* _Required task_:
Reproduce the lines from the one containing "entry: child with braided hair" through the one containing "M 120 157 L", replacing "braided hair" with "plaited hair" wherever it occurs and leaving everything else unchanged.

* _Source data_:
•••••
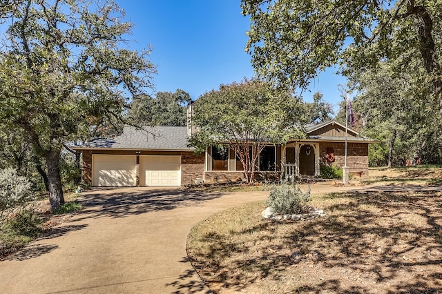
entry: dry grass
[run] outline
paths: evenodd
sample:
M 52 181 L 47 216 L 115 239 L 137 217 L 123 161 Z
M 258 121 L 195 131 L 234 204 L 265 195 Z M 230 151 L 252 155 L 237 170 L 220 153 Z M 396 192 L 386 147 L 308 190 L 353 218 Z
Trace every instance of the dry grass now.
M 380 182 L 407 182 L 416 184 L 437 184 L 442 185 L 442 168 L 425 168 L 425 166 L 394 168 L 370 168 L 368 179 L 362 179 L 367 184 Z
M 188 254 L 215 293 L 439 293 L 442 193 L 405 190 L 314 195 L 327 216 L 312 221 L 226 210 L 193 228 Z

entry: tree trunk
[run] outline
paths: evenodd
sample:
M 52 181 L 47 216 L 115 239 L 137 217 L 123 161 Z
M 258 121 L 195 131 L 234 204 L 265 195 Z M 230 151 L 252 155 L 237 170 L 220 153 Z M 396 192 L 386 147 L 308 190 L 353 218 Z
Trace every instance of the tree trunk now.
M 389 168 L 393 166 L 393 149 L 394 148 L 394 141 L 396 141 L 397 135 L 397 130 L 394 130 L 392 139 L 388 146 L 388 166 L 387 167 Z
M 49 183 L 49 202 L 50 210 L 64 204 L 63 188 L 60 177 L 60 152 L 50 150 L 46 154 L 48 163 L 48 179 Z
M 44 187 L 46 188 L 47 191 L 49 191 L 49 181 L 48 179 L 48 175 L 44 171 L 41 165 L 40 164 L 37 164 L 35 165 L 35 168 L 39 172 L 41 177 L 43 178 L 43 182 L 44 182 Z

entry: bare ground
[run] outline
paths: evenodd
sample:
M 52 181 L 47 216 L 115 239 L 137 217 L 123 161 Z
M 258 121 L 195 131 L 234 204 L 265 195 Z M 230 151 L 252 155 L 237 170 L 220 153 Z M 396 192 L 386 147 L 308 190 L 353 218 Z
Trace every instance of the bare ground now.
M 441 190 L 316 195 L 326 217 L 285 224 L 262 219 L 263 203 L 236 208 L 193 228 L 189 256 L 215 293 L 439 293 Z

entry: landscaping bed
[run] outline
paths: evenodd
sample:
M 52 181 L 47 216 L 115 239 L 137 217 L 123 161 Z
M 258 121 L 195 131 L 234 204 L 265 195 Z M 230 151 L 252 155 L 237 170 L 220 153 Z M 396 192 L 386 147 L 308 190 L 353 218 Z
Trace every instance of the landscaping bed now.
M 188 255 L 215 293 L 439 293 L 442 193 L 397 188 L 314 195 L 327 216 L 301 222 L 264 219 L 263 202 L 226 210 L 192 229 Z

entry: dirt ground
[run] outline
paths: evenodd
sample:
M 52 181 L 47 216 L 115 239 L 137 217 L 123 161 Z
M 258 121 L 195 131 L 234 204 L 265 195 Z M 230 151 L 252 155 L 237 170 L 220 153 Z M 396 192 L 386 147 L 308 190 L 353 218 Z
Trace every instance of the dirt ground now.
M 441 170 L 376 170 L 371 177 L 412 181 Z M 199 224 L 188 253 L 219 293 L 439 293 L 441 190 L 402 181 L 316 195 L 312 204 L 326 217 L 282 224 L 262 219 L 265 205 L 256 203 Z

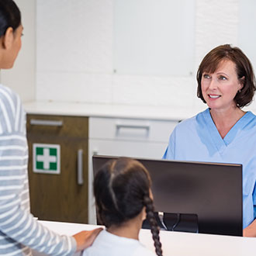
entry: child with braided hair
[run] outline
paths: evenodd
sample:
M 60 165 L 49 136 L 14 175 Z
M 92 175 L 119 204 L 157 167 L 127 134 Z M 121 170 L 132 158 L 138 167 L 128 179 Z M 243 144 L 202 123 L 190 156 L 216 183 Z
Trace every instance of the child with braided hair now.
M 120 157 L 101 168 L 95 177 L 94 194 L 98 217 L 106 229 L 83 256 L 155 255 L 138 240 L 146 215 L 156 254 L 162 255 L 150 185 L 148 171 L 136 160 Z

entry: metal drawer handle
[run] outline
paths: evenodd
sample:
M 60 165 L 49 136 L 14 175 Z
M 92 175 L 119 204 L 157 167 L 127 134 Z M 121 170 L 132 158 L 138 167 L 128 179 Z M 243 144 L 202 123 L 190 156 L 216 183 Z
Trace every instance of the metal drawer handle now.
M 130 128 L 130 129 L 144 129 L 147 131 L 149 131 L 150 126 L 139 126 L 139 125 L 126 125 L 126 124 L 116 124 L 116 130 L 119 130 L 121 128 Z
M 62 126 L 63 121 L 30 119 L 30 124 L 33 126 Z
M 83 178 L 83 150 L 78 150 L 78 184 L 84 184 Z

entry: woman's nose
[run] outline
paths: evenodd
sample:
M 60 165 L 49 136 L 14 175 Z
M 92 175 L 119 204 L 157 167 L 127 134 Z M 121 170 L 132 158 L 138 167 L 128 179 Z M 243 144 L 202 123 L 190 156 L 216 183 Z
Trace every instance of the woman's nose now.
M 218 87 L 217 81 L 215 79 L 211 79 L 209 84 L 209 89 L 216 89 Z

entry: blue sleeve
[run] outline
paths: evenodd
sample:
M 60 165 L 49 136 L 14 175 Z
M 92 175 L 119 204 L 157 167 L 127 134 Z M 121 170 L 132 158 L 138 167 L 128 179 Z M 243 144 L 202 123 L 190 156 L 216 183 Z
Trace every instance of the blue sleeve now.
M 254 200 L 254 220 L 256 219 L 256 184 L 254 185 L 254 189 L 252 193 L 252 198 Z
M 162 159 L 174 160 L 175 159 L 175 138 L 176 138 L 176 129 L 171 133 L 169 139 L 168 145 L 165 150 Z

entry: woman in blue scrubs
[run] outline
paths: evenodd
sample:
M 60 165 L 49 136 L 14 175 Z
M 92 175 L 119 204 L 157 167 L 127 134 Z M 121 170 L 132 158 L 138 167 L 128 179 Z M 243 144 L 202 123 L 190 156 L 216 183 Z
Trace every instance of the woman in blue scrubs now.
M 251 64 L 237 47 L 219 46 L 197 72 L 208 108 L 177 125 L 164 159 L 243 164 L 244 236 L 256 236 L 256 116 L 244 112 L 255 92 Z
•••••
* _Worked solution_:
entry: child with plaited hair
[run] outline
paths: evenodd
sample:
M 60 165 L 49 136 L 14 175 Z
M 92 175 L 119 204 L 157 167 L 127 134 Z M 121 170 L 132 158 L 138 167 L 128 179 Z M 243 144 L 202 123 L 190 156 L 216 183 Z
Trace every instance of the child with plaited hair now.
M 120 157 L 101 168 L 95 177 L 94 194 L 98 217 L 106 229 L 83 256 L 155 255 L 138 240 L 146 215 L 156 254 L 162 255 L 150 185 L 148 171 L 136 160 Z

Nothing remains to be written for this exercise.